WORKING DATA START

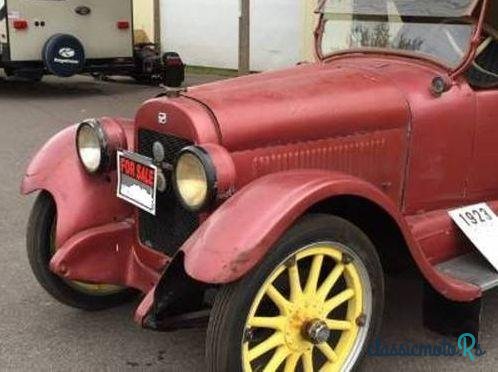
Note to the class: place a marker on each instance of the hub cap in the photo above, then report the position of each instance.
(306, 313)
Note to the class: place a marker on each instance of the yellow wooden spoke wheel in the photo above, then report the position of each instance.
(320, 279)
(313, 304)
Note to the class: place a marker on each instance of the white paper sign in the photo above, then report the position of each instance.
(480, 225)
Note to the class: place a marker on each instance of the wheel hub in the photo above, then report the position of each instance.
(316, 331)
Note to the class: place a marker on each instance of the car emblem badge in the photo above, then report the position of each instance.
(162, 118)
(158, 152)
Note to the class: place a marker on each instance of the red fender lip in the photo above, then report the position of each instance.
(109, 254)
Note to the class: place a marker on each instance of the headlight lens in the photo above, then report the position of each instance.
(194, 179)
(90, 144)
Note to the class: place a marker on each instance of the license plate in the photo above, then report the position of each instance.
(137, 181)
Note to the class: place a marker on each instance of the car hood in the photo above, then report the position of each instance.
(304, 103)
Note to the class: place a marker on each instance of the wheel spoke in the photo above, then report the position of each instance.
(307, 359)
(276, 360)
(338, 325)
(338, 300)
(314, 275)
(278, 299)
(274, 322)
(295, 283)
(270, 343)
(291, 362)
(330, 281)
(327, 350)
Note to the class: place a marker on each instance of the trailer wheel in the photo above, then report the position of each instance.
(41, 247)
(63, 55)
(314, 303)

WORKING DATA END

■ AIM OF THE EXERCISE ■
Every record, word for word, should be given back without its pictures.

■ RESPONSE BOX ■
Note to the class: place a marker on each instance of the hub cap in the photo above, then report the position of each instance.
(306, 313)
Note to the class: place a marker on each instance of the yellow wooden spoke wheel in the photo above, then report the position of each instance.
(320, 279)
(313, 304)
Note to the class: place a marker on each instance of the white paper sign in the photo above, then report the position of each instance.
(480, 225)
Note to the class: place a marker on each instance of the wheel hub in the photo above, then report the position of each instance.
(316, 331)
Note to the class: place a marker on each instance of the car emblem badge in the photo above, then report the position of each instance.
(162, 118)
(158, 152)
Note to the class: place a marker on each instance of the red fender lip in the photo above, then report the position of each instance.
(109, 254)
Note to the class: place a marker on each instance of the headlight lens in the photo above, then report the position of each instance.
(194, 179)
(90, 144)
Note to the class: place a marker on each instance of the license plate in the photo above, then report the position of each instance.
(137, 181)
Note to the class: place a marker on each instance of the car hood in the photo above, then report the position of each instance.
(304, 103)
Note to the class: place a marker on each instance of the wheel spoke in the photo above, then report the position of each instance.
(307, 359)
(276, 360)
(338, 325)
(338, 300)
(314, 275)
(278, 299)
(274, 322)
(295, 283)
(270, 343)
(291, 362)
(330, 281)
(327, 350)
Note to the class: place a marker on each instance of the trailer wheel in the photo above, then report the position of each instance.
(41, 247)
(63, 55)
(314, 303)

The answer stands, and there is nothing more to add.